* [What needs to be done]:
Please filter the listing below and copy out the lines that hold "chain".

* [Extracted data]:
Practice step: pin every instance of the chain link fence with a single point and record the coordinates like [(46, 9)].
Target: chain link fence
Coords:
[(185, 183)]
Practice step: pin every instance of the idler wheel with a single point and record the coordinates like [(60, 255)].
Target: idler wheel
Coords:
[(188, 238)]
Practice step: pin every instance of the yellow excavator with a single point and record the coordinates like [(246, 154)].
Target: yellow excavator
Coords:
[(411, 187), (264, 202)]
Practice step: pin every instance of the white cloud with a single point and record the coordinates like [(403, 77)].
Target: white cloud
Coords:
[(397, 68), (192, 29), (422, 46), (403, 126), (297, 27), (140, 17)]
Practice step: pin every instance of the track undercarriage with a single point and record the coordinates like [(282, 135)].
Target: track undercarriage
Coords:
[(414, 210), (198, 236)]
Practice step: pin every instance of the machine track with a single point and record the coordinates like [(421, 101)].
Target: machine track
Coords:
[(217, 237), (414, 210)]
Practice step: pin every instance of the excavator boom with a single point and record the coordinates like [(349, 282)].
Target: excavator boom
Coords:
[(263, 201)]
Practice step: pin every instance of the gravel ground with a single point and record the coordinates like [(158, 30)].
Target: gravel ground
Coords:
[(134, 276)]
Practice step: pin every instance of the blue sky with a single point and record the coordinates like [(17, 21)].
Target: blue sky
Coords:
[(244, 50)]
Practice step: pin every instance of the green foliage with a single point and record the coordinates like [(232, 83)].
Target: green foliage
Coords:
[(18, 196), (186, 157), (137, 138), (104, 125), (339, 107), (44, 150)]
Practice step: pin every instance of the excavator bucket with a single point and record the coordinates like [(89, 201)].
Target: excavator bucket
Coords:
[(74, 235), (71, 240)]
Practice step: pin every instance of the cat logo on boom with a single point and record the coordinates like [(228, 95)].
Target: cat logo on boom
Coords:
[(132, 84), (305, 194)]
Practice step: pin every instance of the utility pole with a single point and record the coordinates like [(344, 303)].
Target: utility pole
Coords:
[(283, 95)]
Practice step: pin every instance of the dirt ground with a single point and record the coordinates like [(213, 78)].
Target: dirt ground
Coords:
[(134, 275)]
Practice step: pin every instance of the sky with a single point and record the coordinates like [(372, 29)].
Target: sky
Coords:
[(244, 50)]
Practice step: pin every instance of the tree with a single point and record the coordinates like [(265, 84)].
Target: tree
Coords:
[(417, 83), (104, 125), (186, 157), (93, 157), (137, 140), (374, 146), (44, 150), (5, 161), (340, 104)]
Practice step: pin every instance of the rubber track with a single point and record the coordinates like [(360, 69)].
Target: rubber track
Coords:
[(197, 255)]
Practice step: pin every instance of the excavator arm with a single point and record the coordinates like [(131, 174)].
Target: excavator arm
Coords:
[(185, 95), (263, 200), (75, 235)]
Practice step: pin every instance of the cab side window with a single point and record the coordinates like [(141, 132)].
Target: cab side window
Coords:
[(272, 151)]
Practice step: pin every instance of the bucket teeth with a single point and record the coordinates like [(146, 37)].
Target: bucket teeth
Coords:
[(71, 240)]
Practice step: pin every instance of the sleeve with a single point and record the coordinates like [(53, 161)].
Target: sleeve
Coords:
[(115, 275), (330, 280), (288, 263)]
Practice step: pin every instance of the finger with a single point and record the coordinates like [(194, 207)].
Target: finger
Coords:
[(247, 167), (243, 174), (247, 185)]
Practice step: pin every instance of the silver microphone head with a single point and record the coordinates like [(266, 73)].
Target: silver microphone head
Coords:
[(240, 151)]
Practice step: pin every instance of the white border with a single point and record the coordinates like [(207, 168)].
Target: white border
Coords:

* [Exercise result]:
Practice step: pin every instance of the chain link fence with a single point and record the coordinates like [(46, 9)].
Target: chain link fence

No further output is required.